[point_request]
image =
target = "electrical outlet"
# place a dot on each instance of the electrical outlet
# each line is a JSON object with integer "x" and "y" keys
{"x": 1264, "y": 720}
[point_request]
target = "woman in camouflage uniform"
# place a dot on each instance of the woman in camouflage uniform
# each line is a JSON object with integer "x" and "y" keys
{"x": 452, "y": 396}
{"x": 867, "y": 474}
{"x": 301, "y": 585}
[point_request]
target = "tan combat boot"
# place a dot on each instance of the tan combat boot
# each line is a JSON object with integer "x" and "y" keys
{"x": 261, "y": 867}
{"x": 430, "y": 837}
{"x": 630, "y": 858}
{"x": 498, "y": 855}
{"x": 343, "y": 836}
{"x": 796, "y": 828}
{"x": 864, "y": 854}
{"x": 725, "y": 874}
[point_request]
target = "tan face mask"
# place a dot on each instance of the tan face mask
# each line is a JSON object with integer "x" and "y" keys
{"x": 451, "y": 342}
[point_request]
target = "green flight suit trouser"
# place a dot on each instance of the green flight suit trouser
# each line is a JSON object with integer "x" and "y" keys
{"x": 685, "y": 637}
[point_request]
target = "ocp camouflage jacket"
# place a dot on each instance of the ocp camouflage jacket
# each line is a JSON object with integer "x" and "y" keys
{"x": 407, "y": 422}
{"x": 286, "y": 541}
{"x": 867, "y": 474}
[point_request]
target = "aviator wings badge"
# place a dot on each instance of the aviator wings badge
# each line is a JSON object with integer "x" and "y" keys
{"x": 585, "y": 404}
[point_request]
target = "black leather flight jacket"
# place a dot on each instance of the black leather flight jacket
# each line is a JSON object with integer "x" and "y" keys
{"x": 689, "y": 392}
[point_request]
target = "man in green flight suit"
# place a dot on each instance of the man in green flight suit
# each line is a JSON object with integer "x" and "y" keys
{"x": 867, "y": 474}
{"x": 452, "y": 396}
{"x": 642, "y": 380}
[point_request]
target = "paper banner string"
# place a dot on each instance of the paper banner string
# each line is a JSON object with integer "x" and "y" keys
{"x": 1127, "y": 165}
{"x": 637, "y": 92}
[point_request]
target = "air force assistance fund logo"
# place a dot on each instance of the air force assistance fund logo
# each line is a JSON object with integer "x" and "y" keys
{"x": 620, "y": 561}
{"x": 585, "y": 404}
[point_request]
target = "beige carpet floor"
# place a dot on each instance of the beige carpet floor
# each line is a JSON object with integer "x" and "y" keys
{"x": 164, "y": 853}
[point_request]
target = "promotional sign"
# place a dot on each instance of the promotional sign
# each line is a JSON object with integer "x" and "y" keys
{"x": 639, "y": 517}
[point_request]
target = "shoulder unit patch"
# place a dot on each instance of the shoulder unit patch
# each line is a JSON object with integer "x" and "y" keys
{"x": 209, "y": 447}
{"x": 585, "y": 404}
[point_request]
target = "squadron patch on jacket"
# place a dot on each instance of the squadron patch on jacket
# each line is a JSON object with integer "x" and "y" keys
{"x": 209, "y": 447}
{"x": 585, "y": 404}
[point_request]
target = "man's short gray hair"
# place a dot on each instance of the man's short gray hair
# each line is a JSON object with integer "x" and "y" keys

▸ EXERCISE BRIEF: Transcribe all of the material exactly. Omit nothing.

▸ RIGHT ANSWER:
[point_request]
image =
target = "electrical outlet"
# place a dot on each instance of the electrical outlet
# each line is a JSON object with integer "x" and "y" keys
{"x": 1264, "y": 720}
[point_request]
target = "woman in camouflage uniform"
# place a dot on each instance of the woman in camouflage uniform
# each line is a JSON object with integer "x" and "y" keys
{"x": 452, "y": 396}
{"x": 867, "y": 474}
{"x": 301, "y": 585}
[point_request]
target = "tan combat boot"
# place a dot on each instance of the tan combat boot
# each line is a JSON object with integer "x" and "y" keys
{"x": 261, "y": 867}
{"x": 430, "y": 837}
{"x": 630, "y": 858}
{"x": 498, "y": 855}
{"x": 343, "y": 836}
{"x": 796, "y": 828}
{"x": 864, "y": 854}
{"x": 725, "y": 874}
[point_request]
target = "tan face mask"
# place a dot on each instance of the tan face mask
# each line is a JSON object with integer "x" and "y" keys
{"x": 451, "y": 342}
[point_request]
target = "green flight suit trouser"
# place a dot on each instance of the green flight suit trouser
# each line is a JSON object with integer "x" and "y" keys
{"x": 685, "y": 637}
[point_request]
target = "ocp camouflage jacket"
# place a dot on each instance of the ocp camouflage jacket
# each line is a JSON object with integer "x" and "y" keys
{"x": 407, "y": 422}
{"x": 286, "y": 541}
{"x": 867, "y": 474}
[point_request]
target = "aviator wings badge"
# place a dot on each instance of the aviator wings badge
# each line is a JSON object with integer "x" and "y" keys
{"x": 585, "y": 404}
[point_request]
target = "black leather flight jacket"
# place a dot on each instance of the black leather flight jacket
# each line is a JSON object with integer "x" and "y" keys
{"x": 689, "y": 392}
[point_request]
target = "man in green flight suit"
# place a dot on each instance of the man in green flight suit
# each line is a JSON object with integer "x" and "y" keys
{"x": 867, "y": 474}
{"x": 452, "y": 396}
{"x": 642, "y": 380}
[point_request]
target = "paper banner string"
# place a dot on each instance of the paper banner string
# each line is a JSON object with integer "x" and "y" keys
{"x": 1127, "y": 165}
{"x": 637, "y": 92}
[point_request]
target = "air force assistance fund logo"
# place a dot on each instance of the air force assistance fund logo
# each line is a JSON object with integer "x" and "y" keys
{"x": 620, "y": 561}
{"x": 585, "y": 404}
[point_request]
target = "beige carpet floor"
# place a dot on each instance of the beige carpet floor
# each line is a JSON object with integer "x" and "y" keys
{"x": 164, "y": 853}
[point_request]
target = "promotional sign"
# place a dot on each instance of the promotional sign
# each line is a JSON object with integer "x" and "y" keys
{"x": 639, "y": 517}
[point_request]
target = "shoulder unit patch"
# place a dot on each instance of the shoulder unit patch
# each line is a JSON object with integer "x" and "y" keys
{"x": 209, "y": 447}
{"x": 585, "y": 404}
[point_request]
target = "squadron patch on jacket"
# place a dot on each instance of the squadron patch on jacket
# each line is a JSON object with integer "x" and "y" keys
{"x": 209, "y": 447}
{"x": 585, "y": 404}
[point_request]
target = "man's short gray hair"
# place a dot on each instance of the man's short gray hair
# each line is a JSON object with integer "x" and "y" keys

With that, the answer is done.